Exercise aim: Switch "Mark the region of" to "Trace the outline of" throughout these lines and leave everything else as it is.

Boundary annotation records:
+---+
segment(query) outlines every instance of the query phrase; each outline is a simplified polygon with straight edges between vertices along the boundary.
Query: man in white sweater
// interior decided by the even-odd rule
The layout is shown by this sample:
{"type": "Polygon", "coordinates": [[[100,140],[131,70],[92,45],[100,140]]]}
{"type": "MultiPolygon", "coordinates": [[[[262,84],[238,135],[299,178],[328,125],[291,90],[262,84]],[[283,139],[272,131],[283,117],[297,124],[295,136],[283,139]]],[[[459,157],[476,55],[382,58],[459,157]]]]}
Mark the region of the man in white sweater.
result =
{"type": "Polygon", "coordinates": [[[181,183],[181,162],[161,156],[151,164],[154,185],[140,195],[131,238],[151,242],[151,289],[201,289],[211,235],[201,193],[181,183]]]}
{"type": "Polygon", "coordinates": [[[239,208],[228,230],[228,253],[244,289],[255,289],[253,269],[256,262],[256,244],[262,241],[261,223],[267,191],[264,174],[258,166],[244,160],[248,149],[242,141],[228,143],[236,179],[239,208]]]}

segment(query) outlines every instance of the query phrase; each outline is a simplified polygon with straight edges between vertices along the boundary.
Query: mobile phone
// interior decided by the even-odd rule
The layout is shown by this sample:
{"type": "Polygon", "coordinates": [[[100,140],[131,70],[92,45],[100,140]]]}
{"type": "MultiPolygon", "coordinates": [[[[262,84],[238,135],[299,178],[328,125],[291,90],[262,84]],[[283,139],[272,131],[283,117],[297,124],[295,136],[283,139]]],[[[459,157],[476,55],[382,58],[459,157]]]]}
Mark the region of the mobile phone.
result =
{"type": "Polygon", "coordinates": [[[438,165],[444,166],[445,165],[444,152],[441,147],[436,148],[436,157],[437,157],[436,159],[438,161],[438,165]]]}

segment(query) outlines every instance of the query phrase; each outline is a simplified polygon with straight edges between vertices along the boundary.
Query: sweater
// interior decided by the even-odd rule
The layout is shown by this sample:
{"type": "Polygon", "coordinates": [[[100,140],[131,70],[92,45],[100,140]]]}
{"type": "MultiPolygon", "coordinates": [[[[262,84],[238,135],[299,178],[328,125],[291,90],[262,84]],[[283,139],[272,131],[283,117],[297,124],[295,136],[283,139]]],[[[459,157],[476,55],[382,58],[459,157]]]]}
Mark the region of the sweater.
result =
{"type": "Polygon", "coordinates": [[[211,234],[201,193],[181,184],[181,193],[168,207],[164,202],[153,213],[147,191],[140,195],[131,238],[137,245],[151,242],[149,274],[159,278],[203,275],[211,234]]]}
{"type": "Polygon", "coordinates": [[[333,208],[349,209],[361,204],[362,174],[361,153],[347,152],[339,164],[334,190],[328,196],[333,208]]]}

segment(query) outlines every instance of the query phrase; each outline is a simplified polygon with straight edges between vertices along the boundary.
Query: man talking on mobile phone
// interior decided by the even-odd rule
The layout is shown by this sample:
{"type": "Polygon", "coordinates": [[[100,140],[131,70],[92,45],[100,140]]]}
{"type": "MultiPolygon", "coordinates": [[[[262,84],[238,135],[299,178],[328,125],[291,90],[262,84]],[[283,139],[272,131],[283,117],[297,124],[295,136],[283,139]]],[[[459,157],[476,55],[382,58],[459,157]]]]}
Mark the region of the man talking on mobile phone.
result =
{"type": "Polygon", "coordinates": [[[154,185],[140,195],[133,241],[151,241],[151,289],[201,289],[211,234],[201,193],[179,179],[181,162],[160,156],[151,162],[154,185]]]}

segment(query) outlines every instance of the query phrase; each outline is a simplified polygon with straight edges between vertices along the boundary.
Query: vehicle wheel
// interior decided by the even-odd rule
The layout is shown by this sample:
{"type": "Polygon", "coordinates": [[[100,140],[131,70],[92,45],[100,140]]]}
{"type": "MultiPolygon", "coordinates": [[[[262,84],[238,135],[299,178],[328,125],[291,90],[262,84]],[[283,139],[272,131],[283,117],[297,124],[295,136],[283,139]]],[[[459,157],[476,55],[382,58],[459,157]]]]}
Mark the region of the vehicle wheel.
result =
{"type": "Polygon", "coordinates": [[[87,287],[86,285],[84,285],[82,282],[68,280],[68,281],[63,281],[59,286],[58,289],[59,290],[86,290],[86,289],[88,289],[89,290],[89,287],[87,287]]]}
+---+
Result for this task:
segment(query) outlines every instance of the query phrase; each outline is a simplified polygon with straight edges between vertices along the boundary.
Query: man in white sweater
// interior decided by the even-odd rule
The layout is shown by this sample:
{"type": "Polygon", "coordinates": [[[100,140],[131,70],[92,45],[100,140]]]}
{"type": "MultiPolygon", "coordinates": [[[[262,84],[238,135],[299,178],[328,125],[291,90],[262,84]],[[283,139],[272,131],[283,117],[297,124],[295,136],[283,139]]],[[[459,157],[476,55],[382,58],[459,157]]]]}
Trace the outline of the man in white sweater.
result =
{"type": "Polygon", "coordinates": [[[181,183],[181,162],[161,156],[151,164],[154,185],[140,195],[131,238],[151,242],[151,289],[201,289],[211,235],[201,193],[181,183]]]}
{"type": "Polygon", "coordinates": [[[239,208],[228,230],[228,253],[244,289],[255,289],[253,269],[256,262],[256,244],[262,241],[261,223],[267,191],[264,174],[258,166],[244,160],[248,149],[242,141],[228,143],[236,179],[239,208]]]}

segment(query) outlines every instance of the query phrase; each outline is a simplified polygon with straight edges between vertices along the boundary.
Query: mobile phone
// interior decided by the even-odd rule
The layout is shown by this sample:
{"type": "Polygon", "coordinates": [[[100,140],[131,70],[92,45],[100,140]]]}
{"type": "MultiPolygon", "coordinates": [[[[262,84],[238,135],[299,178],[328,125],[291,90],[262,84]],[[283,139],[272,131],[283,117],[297,124],[295,136],[283,139]]],[[[459,157],[476,55],[382,58],[459,157]]]]}
Trace the outline of the mobile phone.
result =
{"type": "Polygon", "coordinates": [[[438,165],[444,166],[445,165],[444,152],[441,147],[436,148],[436,157],[437,157],[436,159],[438,161],[438,165]]]}

segment(query) outlines every instance of the query phrase; each outline is a simplified polygon with straight edges between vertices along the boundary.
Query: sweater
// interior decided by the even-odd rule
The layout is shown by this sample:
{"type": "Polygon", "coordinates": [[[100,140],[131,70],[92,45],[100,140]]]}
{"type": "MultiPolygon", "coordinates": [[[[262,84],[238,135],[299,178],[328,125],[291,90],[262,84]],[[283,139],[272,131],[283,117],[297,124],[295,136],[283,139]]],[[[459,157],[476,55],[382,58],[459,157]]]]}
Trace the outline of the sweater.
result =
{"type": "Polygon", "coordinates": [[[211,234],[201,193],[181,184],[181,193],[168,207],[164,202],[153,213],[147,191],[140,195],[131,238],[137,245],[151,242],[149,274],[159,278],[203,275],[211,234]]]}
{"type": "Polygon", "coordinates": [[[333,208],[349,209],[361,204],[362,174],[361,153],[347,152],[339,164],[334,190],[328,196],[333,208]]]}

segment(query) outlines every instance of the query phrase; each outline is a simplified polygon with straight edges between vertices along the boundary.
Query: man talking on mobile phone
// interior decided by the even-odd rule
The layout is shown by this sample:
{"type": "Polygon", "coordinates": [[[100,140],[131,70],[92,45],[100,140]]]}
{"type": "MultiPolygon", "coordinates": [[[[262,84],[238,135],[299,178],[328,125],[291,90],[262,84]],[[283,139],[272,131],[283,117],[297,124],[295,136],[283,139]]],[[[459,157],[476,55],[382,58],[459,157]]]]}
Trace the outline of the man talking on mobile phone.
result =
{"type": "Polygon", "coordinates": [[[154,185],[140,195],[133,241],[151,241],[151,289],[201,289],[211,234],[201,193],[179,179],[181,162],[160,156],[151,162],[154,185]]]}

segment(query) outlines every instance of the query phrase; each outline is a simplified polygon with straight edges between vertices along the boundary.
Query: vehicle wheel
// interior decided by the even-odd rule
The layout is shown by this sample:
{"type": "Polygon", "coordinates": [[[100,140],[131,70],[92,45],[100,140]]]}
{"type": "MultiPolygon", "coordinates": [[[[262,84],[238,135],[299,178],[328,125],[291,90],[262,84]],[[283,139],[272,131],[283,117],[297,124],[295,136],[283,139]]],[[[459,157],[476,55],[382,58],[459,157]]]]}
Trace the outline of the vehicle wheel.
result =
{"type": "Polygon", "coordinates": [[[87,287],[86,285],[84,285],[82,282],[68,280],[68,281],[63,281],[59,286],[58,289],[59,290],[86,290],[86,289],[88,289],[89,290],[89,287],[87,287]]]}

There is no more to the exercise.